▸ TASK GOAL
In the blog post about baby bottles, what kind of bottles did the family switch to after learning about bisphenol A?

▸ READING TEXT
'''

Monday, December 24, 2007

I dare you not to get this song stuck in your head

A couple of weeks ago, my mom sent me an article about bisphenol A. As it so happened, the fancy shatter-proof gas-reducing bottles we'd been using to feed Samson had this horrible chemical in them. Sure, they wouldn't shatter and they'd reduce gas, but they'd also give him all sorts of reproductive cancer and horrible testicular problems. Hardly a fair trade off. Hooray for Amazon.com and overnight shipping. We of course switched to good old fashioned glass bottles. They're a little heavier and require a little more attention during use (I still tend to drift off during the 4 am feeding...), but they look oh so retro cool, and they hopefully won't screw with my only son's long or short term health.

Tangent: speaking of long or short term health. Before anyone rides me for bottle feeding, I will say that I've been struggling with low milk production since the very beginning. That doesn't mean Samson isn't getting breast milk; I take fenugreek and drink beer and pump umpteen times a day. While it's still necessary for us to supplement with formula, Samson's getting a good couple of meals a day of breast milk, and that will hopefully increase with time as I regularly pump into the wee hours of the morning. Of course, this is nobody's business. But this subject tends to make me defensive, and where can I rant and defend myself if not my own blog?

'''

Phrase grounding data:
'''

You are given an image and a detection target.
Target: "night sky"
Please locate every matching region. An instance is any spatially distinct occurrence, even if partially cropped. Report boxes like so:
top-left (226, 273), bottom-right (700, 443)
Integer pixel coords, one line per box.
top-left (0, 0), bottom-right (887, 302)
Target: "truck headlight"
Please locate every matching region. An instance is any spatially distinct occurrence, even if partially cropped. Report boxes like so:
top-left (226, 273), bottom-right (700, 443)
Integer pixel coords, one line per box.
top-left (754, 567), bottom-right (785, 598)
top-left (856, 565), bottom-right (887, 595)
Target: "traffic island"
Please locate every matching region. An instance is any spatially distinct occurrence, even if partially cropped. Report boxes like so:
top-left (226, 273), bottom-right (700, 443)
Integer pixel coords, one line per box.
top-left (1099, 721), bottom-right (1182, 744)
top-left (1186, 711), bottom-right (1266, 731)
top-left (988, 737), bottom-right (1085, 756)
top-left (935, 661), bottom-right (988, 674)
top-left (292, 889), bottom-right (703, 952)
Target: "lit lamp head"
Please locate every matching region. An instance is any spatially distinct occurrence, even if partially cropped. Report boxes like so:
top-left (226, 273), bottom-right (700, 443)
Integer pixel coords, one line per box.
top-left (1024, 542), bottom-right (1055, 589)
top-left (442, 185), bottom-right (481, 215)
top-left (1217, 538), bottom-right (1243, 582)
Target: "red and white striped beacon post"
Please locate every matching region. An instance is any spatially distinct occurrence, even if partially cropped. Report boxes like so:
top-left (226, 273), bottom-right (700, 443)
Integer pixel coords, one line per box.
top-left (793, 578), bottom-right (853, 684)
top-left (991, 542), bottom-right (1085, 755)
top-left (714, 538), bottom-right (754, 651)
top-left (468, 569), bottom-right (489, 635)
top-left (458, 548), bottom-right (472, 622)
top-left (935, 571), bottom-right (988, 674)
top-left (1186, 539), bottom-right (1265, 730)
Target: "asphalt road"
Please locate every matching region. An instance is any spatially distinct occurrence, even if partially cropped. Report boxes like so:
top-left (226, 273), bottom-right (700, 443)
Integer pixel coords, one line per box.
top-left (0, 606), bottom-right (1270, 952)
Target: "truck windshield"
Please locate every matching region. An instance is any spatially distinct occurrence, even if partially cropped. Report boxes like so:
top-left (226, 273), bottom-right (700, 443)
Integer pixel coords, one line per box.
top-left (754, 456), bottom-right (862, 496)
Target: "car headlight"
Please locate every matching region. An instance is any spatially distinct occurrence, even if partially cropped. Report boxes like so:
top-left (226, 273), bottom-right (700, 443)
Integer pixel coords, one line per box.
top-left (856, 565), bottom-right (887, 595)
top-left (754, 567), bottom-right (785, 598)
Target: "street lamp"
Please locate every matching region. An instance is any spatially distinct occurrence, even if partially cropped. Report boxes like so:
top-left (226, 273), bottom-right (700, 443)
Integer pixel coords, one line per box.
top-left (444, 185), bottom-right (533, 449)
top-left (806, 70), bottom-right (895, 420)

'''

▸ RESULT OF THE TASK
Good old fashioned glass bottles.